▼▼▼

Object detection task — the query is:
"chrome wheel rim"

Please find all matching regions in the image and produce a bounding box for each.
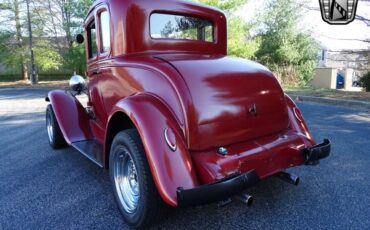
[113,149,140,214]
[46,112,54,142]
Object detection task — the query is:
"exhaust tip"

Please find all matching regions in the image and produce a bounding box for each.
[235,194,253,207]
[293,177,299,186]
[275,172,299,186]
[247,196,253,207]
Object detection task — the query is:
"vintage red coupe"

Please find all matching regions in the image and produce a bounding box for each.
[46,0,330,227]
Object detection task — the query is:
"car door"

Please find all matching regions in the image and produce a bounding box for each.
[85,11,108,142]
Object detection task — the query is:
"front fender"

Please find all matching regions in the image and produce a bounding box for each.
[46,90,93,145]
[112,94,199,207]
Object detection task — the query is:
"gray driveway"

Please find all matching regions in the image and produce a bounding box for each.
[0,88,370,229]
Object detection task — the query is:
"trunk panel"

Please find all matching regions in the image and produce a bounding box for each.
[156,55,289,150]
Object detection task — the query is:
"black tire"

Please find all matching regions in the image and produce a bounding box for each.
[109,129,169,228]
[46,104,68,149]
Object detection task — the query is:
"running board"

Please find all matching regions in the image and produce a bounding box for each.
[72,140,103,168]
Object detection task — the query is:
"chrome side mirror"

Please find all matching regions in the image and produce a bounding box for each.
[69,74,86,95]
[76,34,85,44]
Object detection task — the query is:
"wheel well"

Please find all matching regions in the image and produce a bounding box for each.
[105,112,135,169]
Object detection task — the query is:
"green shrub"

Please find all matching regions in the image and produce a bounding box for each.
[360,72,370,92]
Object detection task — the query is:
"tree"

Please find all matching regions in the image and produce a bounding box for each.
[198,0,259,59]
[256,0,318,85]
[0,0,28,80]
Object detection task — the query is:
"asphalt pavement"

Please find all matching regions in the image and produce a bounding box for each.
[0,88,370,230]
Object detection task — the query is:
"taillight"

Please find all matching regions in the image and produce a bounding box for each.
[293,107,303,122]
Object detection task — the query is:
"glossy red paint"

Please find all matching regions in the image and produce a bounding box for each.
[113,94,199,206]
[49,0,326,206]
[47,90,94,144]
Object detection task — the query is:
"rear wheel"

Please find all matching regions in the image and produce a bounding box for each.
[109,129,168,228]
[46,104,68,149]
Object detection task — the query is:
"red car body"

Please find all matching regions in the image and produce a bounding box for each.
[47,0,330,212]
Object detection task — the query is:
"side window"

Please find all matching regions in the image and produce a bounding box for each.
[100,11,110,53]
[87,20,98,59]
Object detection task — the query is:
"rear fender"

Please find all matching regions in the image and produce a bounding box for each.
[107,94,199,207]
[285,95,315,145]
[45,90,93,145]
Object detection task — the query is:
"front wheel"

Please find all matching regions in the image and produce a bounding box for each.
[46,104,68,149]
[109,129,167,228]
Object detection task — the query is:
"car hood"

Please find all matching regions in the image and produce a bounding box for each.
[157,55,289,150]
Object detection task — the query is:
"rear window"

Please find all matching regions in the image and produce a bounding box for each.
[150,13,214,42]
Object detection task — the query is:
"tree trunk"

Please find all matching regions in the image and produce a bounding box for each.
[13,0,28,81]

▲▲▲

§ YOUR GOAL:
Repeat all of the entries above verbatim, from the first to the last. Omit the picture from your output.

§ EXERCISE ANSWER:
Object detection task — the query is:
"chrome wheel rim"

Please find all matching regions in the image and produce a bounding box for each.
[113,149,140,214]
[46,112,54,142]
Object detection task — the query is:
"exhaust tip"

Please find all matching regions in the image and produce a bounding box for each.
[235,194,253,207]
[293,177,299,186]
[275,172,299,186]
[247,196,253,207]
Object detection task — the query is:
"vintage red coupe"

Please find all matching regions in the image and produce a bounding box for each.
[46,0,330,227]
Object detection task — the query is:
"car door"

Please find all matching regions in the image and produce a bounding box for each.
[85,11,108,142]
Object detection task — the query is:
"front fender"

Please find all matching regions in the image and produce a bounding box for each.
[46,90,93,145]
[112,94,199,207]
Object detection task — the query is:
"gray driveway"

Please find all matching regions in the image and produce a bounding box for each.
[0,88,370,229]
Object detection task — the query is:
"trunk panel"

Please find all matching regions in the image and produce a bounding box for each.
[156,55,289,150]
Object detection task — the query is:
"black tire"

Please find all matching regions in the image and produce a bounding box for each.
[109,129,169,228]
[46,104,68,149]
Object detection task — the query is:
"running board"

Please find all matching regions in the image and produce a bounding box for each.
[72,140,103,168]
Object detection task — the query is:
"chrome side mirror"

Please find all matching regions in the image and produce a bounding box for each.
[69,74,86,95]
[76,34,85,44]
Object detection task — the query is:
"wheel well"

Please find all matching regions in the image and produce a bounding box for each.
[105,112,135,169]
Object detection task — the query is:
"green shrub"

Please find all matching regions in the image and produce a bounding box for each.
[360,72,370,92]
Object detection task — the query is:
"tree"

Please find all matching regions in the image and produce a bounding box for each.
[198,0,259,59]
[256,0,318,85]
[0,0,28,80]
Object detection task — the query is:
"asphalt pavement"

Please find all matching regions in the image and produce a bounding box for each.
[0,88,370,230]
Object detection task — the query is:
"taillight"

Please find all matching regions in the image and produce a bounding box for each.
[293,107,303,122]
Object detection task — the query is:
"glossy red paint"

Please find all matching regions in the image and produce a bounding box for each.
[113,94,199,206]
[49,0,326,206]
[47,90,94,144]
Object detection task — the query is:
"rear wheel"

Please find all matching regions in the image and produce a bounding box for each.
[109,129,168,228]
[46,104,68,149]
Object detection task — the query is:
"red car body"

Please find all matching regions in the image and produce a bounding box for each.
[47,0,330,212]
Object detection task — the query is:
"side window"

Please find all matching regions in the image and produce a bounding box for each.
[100,11,110,53]
[87,20,98,59]
Object detection task — the query is:
"rear fender"

Please find all matching regions in the image and produce a bounding box for each.
[107,94,199,207]
[285,95,315,145]
[45,90,93,145]
Object detection task — the query is:
"front wheel"

Please find all matching regions in the image and produce a bounding box for each.
[46,104,68,149]
[109,129,167,228]
Object detection task — the query is:
"car hood"

Please find all matching regions in the image and produce a bounding box for each.
[157,55,289,150]
Object detection task — the query is:
"rear window"

Please find all matching regions in the image and produce a bounding box for each.
[150,13,214,42]
Object detection task — the query is:
"tree trunk"

Please find all matching regions in the image and produce a bounding box for each.
[13,0,28,81]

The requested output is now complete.